Stated task A: List every operator that the text below on the generator's dispatch pass says the new portable_bare_name_dispatch_surface test exercises.
Stated task B: According to the text below on the generator's dispatch pass, how many lines long was the removed hand-written MeosNative jnr binding?

Extract provided:
Extend the generator's dispatch pass beyond the comparison families to the whole portable operator contract: topology (overlaps/contains/contained/ adjacent), same, time position (before/after/overbefore/overafter), and space Y/Z all emit once over a MEOS superclass entrypoint (*_temporal_temporal / *_tspatial_tspatial), and distance maps tdistance -> tdistance_tgeo_tgeo, nearestApproachDistance -> nad_tgeo_geo. Space X (left/right/overleft/overright) is the only axis-ambiguous family: a thin UdfMarshal.axisBool classifier inspects whether arg1 is a tnumber and selects the value-axis vs the X-axis backing -- the operator's own existing MEOS symbols, no operator logic. 41/41 contract bare names now generated, reproducing the complete hand PortableOperatorAliasUDFs surface. Remove the dead hand-written MeosNative jnr binding (444 lines): the generated UDFs and the MeosMemory/MeosThread substrate call functions.GeneratedFunctions from the org.jmeos:meos jar, and nothing references MeosNative -- it is leftover hand binding superseded by JMEOS. GeneratedSurfaceTest: add portable_bare_name_dispatch_surface exercising one operator per family (overlaps/same/overbefore/tempEq/everEq/overleft/ tdistance); 6/6 green on JDK17.

Source records
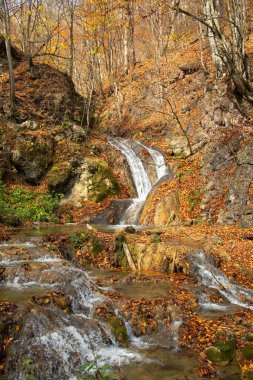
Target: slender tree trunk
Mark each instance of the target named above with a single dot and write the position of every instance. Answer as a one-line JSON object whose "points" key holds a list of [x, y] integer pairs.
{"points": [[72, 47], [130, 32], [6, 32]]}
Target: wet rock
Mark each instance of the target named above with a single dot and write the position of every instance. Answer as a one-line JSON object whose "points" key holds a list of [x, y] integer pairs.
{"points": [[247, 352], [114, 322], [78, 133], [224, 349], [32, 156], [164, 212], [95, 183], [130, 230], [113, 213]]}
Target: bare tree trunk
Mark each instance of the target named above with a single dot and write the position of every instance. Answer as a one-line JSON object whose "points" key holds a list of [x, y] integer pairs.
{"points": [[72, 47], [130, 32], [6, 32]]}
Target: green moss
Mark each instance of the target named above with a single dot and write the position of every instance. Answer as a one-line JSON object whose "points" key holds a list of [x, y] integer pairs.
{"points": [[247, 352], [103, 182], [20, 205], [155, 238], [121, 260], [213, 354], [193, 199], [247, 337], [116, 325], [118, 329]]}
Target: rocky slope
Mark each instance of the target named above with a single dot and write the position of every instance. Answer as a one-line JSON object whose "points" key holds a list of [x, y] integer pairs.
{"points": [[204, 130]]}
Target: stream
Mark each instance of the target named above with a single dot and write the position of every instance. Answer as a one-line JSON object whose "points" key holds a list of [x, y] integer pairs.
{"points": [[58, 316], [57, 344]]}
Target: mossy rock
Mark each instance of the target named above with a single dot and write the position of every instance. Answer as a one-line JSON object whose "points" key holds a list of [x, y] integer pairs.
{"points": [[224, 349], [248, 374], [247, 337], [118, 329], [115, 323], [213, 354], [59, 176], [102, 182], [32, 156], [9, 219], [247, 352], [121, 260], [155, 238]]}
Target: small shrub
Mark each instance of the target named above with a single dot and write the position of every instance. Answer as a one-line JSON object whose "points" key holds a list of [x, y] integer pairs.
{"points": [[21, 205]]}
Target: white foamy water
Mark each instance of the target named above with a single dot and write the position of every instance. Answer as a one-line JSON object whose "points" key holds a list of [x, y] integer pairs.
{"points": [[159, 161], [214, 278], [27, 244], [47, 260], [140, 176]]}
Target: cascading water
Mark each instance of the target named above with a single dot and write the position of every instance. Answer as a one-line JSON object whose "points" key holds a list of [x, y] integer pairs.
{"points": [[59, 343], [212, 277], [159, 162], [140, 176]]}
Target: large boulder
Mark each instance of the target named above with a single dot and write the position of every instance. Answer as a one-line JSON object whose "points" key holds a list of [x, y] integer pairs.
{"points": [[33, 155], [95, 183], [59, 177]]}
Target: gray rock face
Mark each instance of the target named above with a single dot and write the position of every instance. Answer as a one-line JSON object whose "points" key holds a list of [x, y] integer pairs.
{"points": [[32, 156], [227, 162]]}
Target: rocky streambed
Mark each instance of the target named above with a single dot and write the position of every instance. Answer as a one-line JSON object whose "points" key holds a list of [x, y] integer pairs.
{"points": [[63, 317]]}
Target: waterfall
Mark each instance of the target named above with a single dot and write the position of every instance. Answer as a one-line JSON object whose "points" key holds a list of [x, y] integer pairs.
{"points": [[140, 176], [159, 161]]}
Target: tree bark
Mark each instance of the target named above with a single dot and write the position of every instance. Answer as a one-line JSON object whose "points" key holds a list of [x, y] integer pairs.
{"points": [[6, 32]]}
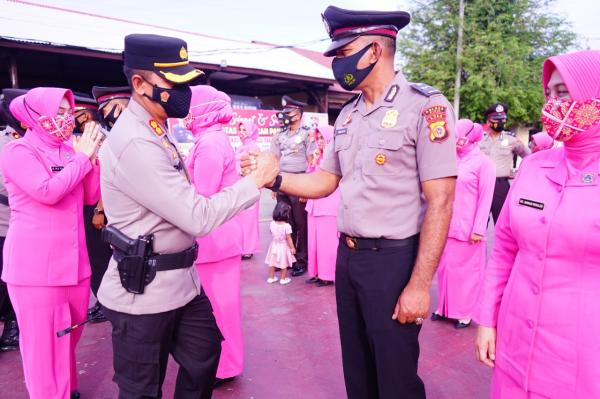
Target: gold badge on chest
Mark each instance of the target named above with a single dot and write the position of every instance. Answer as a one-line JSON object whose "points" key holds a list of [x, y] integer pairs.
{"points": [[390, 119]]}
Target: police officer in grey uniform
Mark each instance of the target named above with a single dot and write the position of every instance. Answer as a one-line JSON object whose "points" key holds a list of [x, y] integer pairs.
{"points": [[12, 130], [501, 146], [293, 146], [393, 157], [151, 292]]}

Full output A: overlaps, same, overbefore, tempEq, everEq, overleft, tdistance

Full output B: 444 lines